----- Data for the task -----
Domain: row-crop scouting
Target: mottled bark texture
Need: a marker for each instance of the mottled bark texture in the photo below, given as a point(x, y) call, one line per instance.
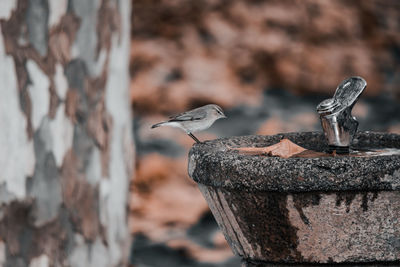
point(65, 140)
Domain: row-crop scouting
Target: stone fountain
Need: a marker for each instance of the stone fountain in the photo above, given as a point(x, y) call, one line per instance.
point(339, 205)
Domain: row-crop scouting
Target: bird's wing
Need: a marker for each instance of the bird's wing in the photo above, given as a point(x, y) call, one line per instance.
point(191, 115)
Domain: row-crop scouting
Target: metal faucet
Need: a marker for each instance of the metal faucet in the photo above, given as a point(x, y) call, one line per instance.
point(335, 113)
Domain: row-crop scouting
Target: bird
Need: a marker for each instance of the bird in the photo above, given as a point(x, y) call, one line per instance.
point(194, 120)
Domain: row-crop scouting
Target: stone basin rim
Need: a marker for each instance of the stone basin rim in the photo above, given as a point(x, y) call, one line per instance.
point(212, 163)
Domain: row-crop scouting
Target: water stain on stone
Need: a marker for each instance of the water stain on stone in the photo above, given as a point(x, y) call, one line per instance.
point(305, 200)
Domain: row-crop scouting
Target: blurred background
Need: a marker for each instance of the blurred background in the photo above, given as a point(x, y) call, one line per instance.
point(267, 64)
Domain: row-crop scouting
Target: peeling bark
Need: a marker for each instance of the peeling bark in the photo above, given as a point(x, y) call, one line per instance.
point(67, 153)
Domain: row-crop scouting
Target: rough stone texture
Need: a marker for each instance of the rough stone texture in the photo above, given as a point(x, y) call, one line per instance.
point(66, 150)
point(329, 210)
point(215, 163)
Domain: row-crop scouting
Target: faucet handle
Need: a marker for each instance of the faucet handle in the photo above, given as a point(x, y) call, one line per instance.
point(348, 91)
point(335, 114)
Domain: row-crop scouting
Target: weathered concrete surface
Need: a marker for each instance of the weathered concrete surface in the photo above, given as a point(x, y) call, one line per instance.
point(214, 163)
point(66, 150)
point(301, 210)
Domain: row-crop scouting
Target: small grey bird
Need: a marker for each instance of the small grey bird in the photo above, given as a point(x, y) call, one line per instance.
point(194, 120)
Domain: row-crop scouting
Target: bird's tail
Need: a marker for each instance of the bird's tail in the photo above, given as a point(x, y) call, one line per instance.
point(157, 125)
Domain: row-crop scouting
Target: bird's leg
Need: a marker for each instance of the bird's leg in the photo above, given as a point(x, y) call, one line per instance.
point(194, 138)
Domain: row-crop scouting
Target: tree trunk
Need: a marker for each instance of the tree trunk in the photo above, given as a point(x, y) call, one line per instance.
point(65, 132)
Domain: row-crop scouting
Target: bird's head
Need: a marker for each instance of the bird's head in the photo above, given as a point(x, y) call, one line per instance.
point(217, 112)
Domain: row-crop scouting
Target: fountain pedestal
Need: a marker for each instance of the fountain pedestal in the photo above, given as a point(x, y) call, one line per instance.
point(326, 210)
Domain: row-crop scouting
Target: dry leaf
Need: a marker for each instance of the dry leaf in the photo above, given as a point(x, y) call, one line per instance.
point(284, 149)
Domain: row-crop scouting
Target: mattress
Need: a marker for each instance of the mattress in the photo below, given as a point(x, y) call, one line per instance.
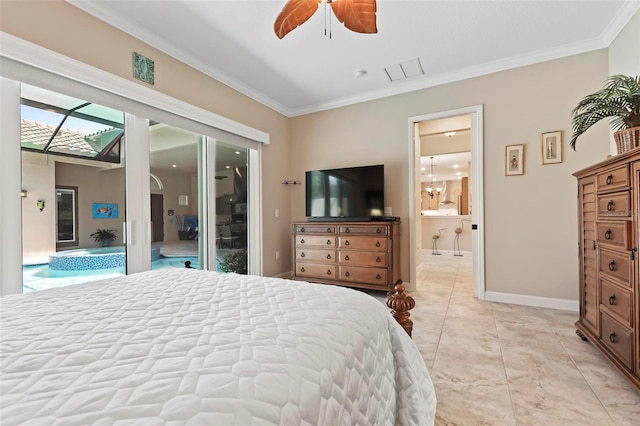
point(192, 347)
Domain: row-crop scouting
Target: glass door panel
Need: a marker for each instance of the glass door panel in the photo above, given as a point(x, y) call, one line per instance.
point(174, 177)
point(232, 213)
-----
Exercise = Output the records above exactly; leave out the pictures.

Problem solution =
Domain: row-crop scouting
Target: mottled bark texture
Need: a marker for each instance of the mottled bark texture in the photo below, given as a point(x, y) call, one line per instance.
point(65, 140)
Domain: row-crop scouting
Target: stone fountain
Need: a marker for each instance of the stone fountain in the photo above, given as a point(x, y) call, one line per instance.
point(339, 205)
Domain: row-crop scouting
Target: bird's wing
Need: a marker for each instance of the bird's wing in the photo above, given as a point(x, y) call, one line per instance.
point(191, 115)
Domain: row-crop scouting
Target: metal faucet
Need: a marker for each instance of the metal faucet in the photo above, given as a point(x, y) call, one line per instance.
point(335, 113)
Domain: row-crop scouting
Target: bird
Need: a marker for each instance of the bird in the photo above, given as a point(x, y) call, one line per instance.
point(194, 120)
Domain: row-crop scouting
Target: stone basin rim
Need: a marker for each instance of the stone basin rim in the photo above, given as a point(x, y) call, one line per instance.
point(212, 163)
Domain: row-crop scouting
Target: water stain on stone
Need: a marker for each instance of the water stain on stone in the photo above, given as a point(x, y) call, one line per instance.
point(305, 200)
Domain: row-crop scouting
Target: blurred background
Need: a marker for each instance of the blurred background in the photo above, given as a point(x, y) call, one line per instance.
point(267, 64)
Domain: row-crop scouting
Target: peeling bark
Need: a marker for each instance of the peeling bark in the photo above, given as a point(x, y) call, one line per instance.
point(67, 153)
Domain: row-crop scouting
Target: rough stone texture
Need: a marker for each instance of the rough stone texture in the photo above, given as a point(x, y) call, one line per instance.
point(66, 150)
point(329, 210)
point(215, 163)
Domain: row-crop scouting
Target: faucet handle
Need: a marker for each instance of the faucet handle in the photo above, given as a point(x, y) call, one line per instance.
point(348, 91)
point(335, 114)
Domain: row-crop scouting
Target: weathered concrete surface
Need: a marker for each instance of the weathered concrete surface in the photo above, given as a point(x, y) call, one line per instance.
point(214, 163)
point(66, 150)
point(301, 210)
Domain: row-crop scouting
Target: small grey bird
Need: a marker for each instance of the small grey bird in the photo above, given as a point(x, y) call, one line per instance.
point(194, 120)
Domain: row-crop scouting
Target: bird's tail
Need: a marker for each instance of the bird's tail in the photo above, given as a point(x, y) call, one line per instance.
point(157, 125)
Domain: row-crop scouting
Target: bird's leg
Need: a marker for each instance of the bird's leg in the photo above, given as a point(x, y) call, one line per instance.
point(194, 138)
Domain: row-crop scouting
Target: tree trunk
Need: a marker for each instance of the tree trunk in the photo above, given as a point(x, y) call, one line per instance.
point(65, 132)
Domain: row-crop scouting
Target: bird's head
Need: a marker for each instance of the bird's head in the photo above, given as a point(x, y) call, one line per instance.
point(217, 112)
Domain: row-crop scouting
Target: fountain pedestal
Need: a marker for each instance of the fountain pedestal in the photo above, given as a point(x, y) call, one line per instance.
point(326, 210)
Domain: row-crop scouting
Target: dry leaf
Need: a marker for each instance of the dry leaf in the photo above, given as a point(x, y) call, one line per instance.
point(284, 149)
Domain: row-crop scouting
Target: mattress
Need: a marker for each instance of the mattress in the photo below, given as a point(x, y) call, one line per instance.
point(192, 347)
Domain: row-crop scouting
Target: glass door panel
Need: a marker for each instance of the glass door panel in the photo above, given as a point(x, y) call, one line per instance.
point(174, 177)
point(232, 213)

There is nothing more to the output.